READING PASSAGE:
——
How the CBC Let Us Down in the Wake of Jian Ghomeshi Scandal

I was at the CBC when the Ghomeshi scandal broke and got an inside view of its institutional failures.

by Amil Niazi
May 11 2016, 4:22pm

These guys weren't the only ones scrambling to remove any trace of Ghomeshi after the scandal broke. THE CANADIAN PRESS/Chris Young

I was working from home that Friday in October almost two years ago when a flurry of texts from colleagues at the CBC started blowing up my phone. The missives were mostly questions about how much information any of us had—could we fill in the blanks, did we know what was really going on. But the common thread in every message was the acknowledgement that the things we'd been whispering about, the public secrets we'd all been sort of keeping might actually be true. Because even though at that point we didn't know much, we knew.

But we had no idea how horrifying those allegations would end up being, that they'd happened in our hallways, in our studios, to our friends and colleagues and ultimately on the corporation's watch. The gossip turned to revulsion and then turned to rage.

I started at the CBC at 23, very young and very hopeful. I believed (and still do) in the power of public broadcasting and in the place the institution holds in our collective history. It was for so many of us, one of the few places that welcomed freaks and geeks looking for a steady paycheque, that supported our creative quirks and wanted us to be challenging—to ourselves and to each other. And I spent the next ten years doing just that throughout the corporation. But ultimately, it let me down. It let the group of smart, funny, wildly creative employees who worked to support Jian Ghomeshi down. It let the countless women who claim he violated them down.

It let my friend Kathryn Borel down.

Borel addresses Ghomeshi and the CBC on the courthouse steps. THE CANADIAN PRESS/Mark Blinch

For a lot of us these last (almost) two years have been coloured by a series of disappointments, by breathless moments that seemed on the precipice of bearing real change but were ultimately fruitless. As women who have experienced intimate violence in our lives we anxiously hoped this would be our watershed moment, where we could have constructive, inclusive conversations about assault, survivors and a system that is ill-designed to support us. It wasn't.
——
RECORD SET:
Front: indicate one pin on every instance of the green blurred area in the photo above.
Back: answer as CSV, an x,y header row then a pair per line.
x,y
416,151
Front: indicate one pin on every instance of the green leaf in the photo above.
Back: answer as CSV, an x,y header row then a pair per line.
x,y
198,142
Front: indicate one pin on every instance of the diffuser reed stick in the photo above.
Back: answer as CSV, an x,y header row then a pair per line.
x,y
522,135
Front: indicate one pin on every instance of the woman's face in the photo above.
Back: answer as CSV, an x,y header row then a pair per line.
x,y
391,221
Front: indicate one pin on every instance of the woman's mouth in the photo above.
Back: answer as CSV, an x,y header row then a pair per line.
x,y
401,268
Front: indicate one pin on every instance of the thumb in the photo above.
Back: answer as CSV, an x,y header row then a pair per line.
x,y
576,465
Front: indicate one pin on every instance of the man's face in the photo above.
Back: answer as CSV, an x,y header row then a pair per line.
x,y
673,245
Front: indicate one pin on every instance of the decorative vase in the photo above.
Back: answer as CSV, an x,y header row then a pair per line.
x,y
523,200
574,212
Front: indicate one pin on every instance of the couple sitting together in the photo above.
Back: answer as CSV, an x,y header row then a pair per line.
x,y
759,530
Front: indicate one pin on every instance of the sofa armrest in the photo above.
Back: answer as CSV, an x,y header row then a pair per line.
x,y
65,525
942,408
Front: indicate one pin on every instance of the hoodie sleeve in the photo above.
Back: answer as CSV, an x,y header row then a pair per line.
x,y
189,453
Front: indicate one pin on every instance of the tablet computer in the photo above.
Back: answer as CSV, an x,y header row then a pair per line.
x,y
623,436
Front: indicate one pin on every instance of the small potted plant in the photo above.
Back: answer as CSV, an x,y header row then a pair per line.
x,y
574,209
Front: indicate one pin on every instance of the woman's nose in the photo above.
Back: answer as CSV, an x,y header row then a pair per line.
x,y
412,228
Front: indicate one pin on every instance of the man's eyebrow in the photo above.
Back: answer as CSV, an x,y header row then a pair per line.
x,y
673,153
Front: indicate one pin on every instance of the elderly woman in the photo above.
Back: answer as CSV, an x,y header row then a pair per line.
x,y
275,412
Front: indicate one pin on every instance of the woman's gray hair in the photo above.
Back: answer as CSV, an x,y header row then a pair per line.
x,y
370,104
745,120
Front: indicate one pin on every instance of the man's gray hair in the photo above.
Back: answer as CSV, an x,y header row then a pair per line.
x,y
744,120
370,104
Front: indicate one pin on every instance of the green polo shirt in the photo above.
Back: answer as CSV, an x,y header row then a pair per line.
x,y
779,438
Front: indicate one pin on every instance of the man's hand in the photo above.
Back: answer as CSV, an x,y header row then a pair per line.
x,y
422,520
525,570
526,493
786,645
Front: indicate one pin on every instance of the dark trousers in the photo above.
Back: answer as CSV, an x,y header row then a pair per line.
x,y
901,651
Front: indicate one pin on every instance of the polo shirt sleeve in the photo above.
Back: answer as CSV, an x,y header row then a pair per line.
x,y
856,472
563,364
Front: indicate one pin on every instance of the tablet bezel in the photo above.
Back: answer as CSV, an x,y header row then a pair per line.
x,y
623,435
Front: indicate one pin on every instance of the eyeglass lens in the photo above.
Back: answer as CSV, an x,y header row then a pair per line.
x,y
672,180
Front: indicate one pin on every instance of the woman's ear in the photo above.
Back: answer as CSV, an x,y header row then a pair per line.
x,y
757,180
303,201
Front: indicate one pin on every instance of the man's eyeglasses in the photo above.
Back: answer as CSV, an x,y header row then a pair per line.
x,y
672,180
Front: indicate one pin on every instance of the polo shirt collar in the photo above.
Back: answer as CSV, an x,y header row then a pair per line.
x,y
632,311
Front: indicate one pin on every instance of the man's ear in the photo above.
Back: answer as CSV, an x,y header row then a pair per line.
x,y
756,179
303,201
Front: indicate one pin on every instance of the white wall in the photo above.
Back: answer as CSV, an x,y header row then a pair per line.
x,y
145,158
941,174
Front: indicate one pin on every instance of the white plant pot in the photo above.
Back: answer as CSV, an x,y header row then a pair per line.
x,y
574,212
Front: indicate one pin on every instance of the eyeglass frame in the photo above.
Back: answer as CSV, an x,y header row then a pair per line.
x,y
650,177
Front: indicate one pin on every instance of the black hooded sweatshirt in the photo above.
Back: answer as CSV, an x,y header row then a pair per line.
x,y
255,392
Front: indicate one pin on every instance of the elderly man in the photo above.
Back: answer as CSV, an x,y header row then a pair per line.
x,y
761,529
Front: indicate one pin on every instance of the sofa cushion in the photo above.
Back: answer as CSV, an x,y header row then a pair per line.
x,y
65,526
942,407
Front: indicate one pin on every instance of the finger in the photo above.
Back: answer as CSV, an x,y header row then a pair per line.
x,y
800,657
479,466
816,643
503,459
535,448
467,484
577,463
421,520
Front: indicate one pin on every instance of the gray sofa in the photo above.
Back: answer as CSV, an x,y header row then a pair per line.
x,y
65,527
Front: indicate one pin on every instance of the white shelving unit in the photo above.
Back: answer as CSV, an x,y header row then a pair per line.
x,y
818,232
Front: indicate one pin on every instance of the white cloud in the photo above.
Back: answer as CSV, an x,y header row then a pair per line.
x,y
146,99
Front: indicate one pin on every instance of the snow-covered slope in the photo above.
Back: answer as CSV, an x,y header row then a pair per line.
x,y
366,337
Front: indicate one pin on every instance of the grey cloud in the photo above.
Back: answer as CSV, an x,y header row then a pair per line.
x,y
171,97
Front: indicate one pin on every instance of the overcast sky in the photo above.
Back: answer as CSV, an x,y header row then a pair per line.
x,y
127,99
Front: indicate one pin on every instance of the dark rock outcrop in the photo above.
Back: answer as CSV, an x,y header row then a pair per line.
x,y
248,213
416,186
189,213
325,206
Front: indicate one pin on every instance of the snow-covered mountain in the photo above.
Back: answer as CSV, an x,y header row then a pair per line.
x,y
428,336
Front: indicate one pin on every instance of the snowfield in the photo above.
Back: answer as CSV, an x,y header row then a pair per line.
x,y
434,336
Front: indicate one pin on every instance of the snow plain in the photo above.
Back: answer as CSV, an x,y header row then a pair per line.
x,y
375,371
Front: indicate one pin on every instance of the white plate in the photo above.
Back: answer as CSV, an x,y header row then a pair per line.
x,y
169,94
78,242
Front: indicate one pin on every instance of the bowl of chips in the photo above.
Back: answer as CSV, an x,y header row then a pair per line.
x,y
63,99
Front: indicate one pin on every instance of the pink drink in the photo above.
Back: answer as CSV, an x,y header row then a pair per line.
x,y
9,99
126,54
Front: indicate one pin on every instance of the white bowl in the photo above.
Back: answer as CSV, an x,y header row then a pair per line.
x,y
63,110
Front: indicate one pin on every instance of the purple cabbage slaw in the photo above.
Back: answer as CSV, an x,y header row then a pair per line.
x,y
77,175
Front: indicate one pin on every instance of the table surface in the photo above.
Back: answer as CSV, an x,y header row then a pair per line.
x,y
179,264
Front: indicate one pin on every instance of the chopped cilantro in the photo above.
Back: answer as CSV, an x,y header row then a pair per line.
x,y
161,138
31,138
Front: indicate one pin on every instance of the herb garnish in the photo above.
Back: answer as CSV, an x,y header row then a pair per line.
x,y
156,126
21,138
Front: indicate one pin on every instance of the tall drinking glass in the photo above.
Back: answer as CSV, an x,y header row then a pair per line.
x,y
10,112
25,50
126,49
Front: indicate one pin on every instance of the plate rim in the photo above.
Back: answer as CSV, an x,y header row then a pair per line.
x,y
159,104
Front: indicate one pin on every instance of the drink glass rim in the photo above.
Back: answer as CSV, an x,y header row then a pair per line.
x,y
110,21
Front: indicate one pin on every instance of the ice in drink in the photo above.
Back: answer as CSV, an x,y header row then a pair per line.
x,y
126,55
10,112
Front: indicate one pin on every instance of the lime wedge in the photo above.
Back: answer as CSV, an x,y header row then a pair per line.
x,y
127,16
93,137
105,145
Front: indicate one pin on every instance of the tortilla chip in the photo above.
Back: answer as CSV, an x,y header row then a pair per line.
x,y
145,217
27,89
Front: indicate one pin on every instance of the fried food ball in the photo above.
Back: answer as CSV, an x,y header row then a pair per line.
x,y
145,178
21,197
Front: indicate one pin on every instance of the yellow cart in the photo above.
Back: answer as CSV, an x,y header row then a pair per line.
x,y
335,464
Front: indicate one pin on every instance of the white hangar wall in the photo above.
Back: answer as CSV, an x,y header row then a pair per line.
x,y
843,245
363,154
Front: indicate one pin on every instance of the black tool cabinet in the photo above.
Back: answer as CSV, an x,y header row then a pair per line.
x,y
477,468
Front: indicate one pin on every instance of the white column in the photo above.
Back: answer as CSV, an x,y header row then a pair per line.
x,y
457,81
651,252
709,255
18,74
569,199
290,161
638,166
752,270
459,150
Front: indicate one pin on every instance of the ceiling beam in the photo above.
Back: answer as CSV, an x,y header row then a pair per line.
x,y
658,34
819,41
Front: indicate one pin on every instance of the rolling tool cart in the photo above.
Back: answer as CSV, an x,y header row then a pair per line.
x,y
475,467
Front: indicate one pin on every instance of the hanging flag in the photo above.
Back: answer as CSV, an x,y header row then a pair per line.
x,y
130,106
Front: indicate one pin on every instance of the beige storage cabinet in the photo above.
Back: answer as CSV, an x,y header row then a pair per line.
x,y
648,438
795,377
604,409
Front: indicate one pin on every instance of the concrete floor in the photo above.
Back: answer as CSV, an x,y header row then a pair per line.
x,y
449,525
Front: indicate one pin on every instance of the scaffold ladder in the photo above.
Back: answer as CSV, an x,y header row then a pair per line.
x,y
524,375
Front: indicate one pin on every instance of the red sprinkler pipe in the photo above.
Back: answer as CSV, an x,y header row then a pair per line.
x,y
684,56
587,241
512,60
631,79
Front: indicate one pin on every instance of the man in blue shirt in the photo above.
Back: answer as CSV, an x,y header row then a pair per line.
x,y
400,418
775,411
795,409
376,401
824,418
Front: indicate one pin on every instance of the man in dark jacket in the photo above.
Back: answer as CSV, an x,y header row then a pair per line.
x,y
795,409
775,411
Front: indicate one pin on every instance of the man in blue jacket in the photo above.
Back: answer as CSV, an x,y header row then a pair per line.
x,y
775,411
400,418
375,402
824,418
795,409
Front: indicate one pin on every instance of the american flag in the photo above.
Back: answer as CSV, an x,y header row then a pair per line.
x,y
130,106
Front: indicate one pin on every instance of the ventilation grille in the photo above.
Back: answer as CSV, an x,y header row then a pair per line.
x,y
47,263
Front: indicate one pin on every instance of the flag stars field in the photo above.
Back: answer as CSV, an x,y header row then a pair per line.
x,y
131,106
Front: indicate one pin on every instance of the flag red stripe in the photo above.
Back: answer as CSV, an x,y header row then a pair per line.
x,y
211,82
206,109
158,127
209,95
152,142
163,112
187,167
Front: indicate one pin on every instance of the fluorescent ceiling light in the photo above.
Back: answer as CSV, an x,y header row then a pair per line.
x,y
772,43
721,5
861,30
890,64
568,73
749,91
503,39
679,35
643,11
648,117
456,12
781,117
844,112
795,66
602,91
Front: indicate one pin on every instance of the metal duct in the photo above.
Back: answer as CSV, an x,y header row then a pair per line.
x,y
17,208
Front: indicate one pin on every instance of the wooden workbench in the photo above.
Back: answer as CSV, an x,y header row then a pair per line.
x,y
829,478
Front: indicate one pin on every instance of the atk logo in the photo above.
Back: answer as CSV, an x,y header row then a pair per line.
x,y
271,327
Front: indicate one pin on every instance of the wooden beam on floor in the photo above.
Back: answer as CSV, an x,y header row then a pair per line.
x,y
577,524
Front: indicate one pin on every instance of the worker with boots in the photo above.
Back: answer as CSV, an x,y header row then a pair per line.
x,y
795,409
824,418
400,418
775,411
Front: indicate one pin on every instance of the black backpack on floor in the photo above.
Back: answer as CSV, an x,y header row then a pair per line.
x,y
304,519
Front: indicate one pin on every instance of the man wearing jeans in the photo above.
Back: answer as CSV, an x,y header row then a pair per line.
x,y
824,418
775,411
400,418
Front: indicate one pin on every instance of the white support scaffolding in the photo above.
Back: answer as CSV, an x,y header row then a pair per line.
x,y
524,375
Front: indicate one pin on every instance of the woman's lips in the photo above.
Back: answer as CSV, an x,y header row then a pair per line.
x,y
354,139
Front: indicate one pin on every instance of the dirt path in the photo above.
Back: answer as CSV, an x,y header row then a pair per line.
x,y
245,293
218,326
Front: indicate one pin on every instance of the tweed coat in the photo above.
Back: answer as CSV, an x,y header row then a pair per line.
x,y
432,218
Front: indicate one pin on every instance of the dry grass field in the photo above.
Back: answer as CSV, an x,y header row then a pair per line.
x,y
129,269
——
STUDY QUESTIONS:
**A.** Quote the Ghomeshi article word for word, starting at "Borel addresses Ghomeshi" and ending at "us. It wasn't.".
**B.** In the Ghomeshi article, whom does the writer say the CBC let down? List each one.
**C.** Carry on the Ghomeshi article from its last sentence.
The rows are not needed for any of this.

ANSWERS TO THE EXERCISE:
**A.**
Borel addresses Ghomeshi and the CBC on the courthouse steps. THE CANADIAN PRESS/Mark Blinch

For a lot of us these last (almost) two years have been coloured by a series of disappointments, by breathless moments that seemed on the precipice of bearing real change but were ultimately fruitless. As women who have experienced intimate violence in our lives we anxiously hoped this would be our watershed moment, where we could have constructive, inclusive conversations about assault, survivors and a system that is ill-designed to support us. It wasn't.

**B.**
- The writer
- The group of smart, funny, wildly creative employees who worked to support Jian Ghomeshi
- The countless women who claim he violated them
- The writer's friend Kathryn Borel

**C.**
As women in the media, we nervously anticipated the structural rethink that would come from the frank conversations we were starting to have with each other about institutional sexism and the ways in which we maintain damaging power structures. It never came.

As CBCers we took our feelings of anger and betrayal to meetings and held out hope that the company's internal investigation and resulting 'Rubin Report' would reshape our star systems and our unbalanced, dehumanizing approach to who is valued and who is not. It didn't. The corporation had a rare opportunity to reflect on its mistakes as a whole but chose instead to cauterize its parts, blaming a diseased limb even though much of the body was toxic.

The entire country watched as they wasted the chance to prove that the tide really had turned for those who abuse position and power. His profile was unparalleled in Canadian media but he was certainly not alone in taking advantage of his place in the fucked up ladder of success. This story felt bigger than just one man or one company, it was a brief moment in time when all organizations (CBC is hardly alone in creating imbalanced power dynamics that put the onus on precariously employed young people rather than on the managers tasked with keeping them safe) could have turned inward and demanded change and chose not to.

Today, Jian Ghomeshi apologized to Kathryn Borel in court, however hollow it may be. But she has yet to receive a public apology from the CBC, from the managers who continuously facilitated his abuse, from the union that heard her complaints and did nothing.

Nor has Ghomeshi apologized for what happened to Linda Redgrave, Lucy DeCoutere, the third survivor who testified against him or the countless other women who will never have their day in court because his star power was more important than their humanity.

It's hard to look back on what's happened with this case and not feel frustrated, heartbroken, and exhausted. Throughout these last 18 months we've spent an inordinate amount of time talking about sea change and tipping points only to be left wanting.

But we have the opportunity to not let this conversation die here. Rape culture is real and the ways in which our institutions perpetuate it has been clearly laid out for you since October 24, 2014. Our corporations are not designed to protect or even empower our most vulnerable workers. Our media is still struggling to accurately name the ways in which we fail women and survivors, more interested in redacted bikini photos than how violence alters our psychology and our legal system is not yet equipped to represent the nuances of abuse.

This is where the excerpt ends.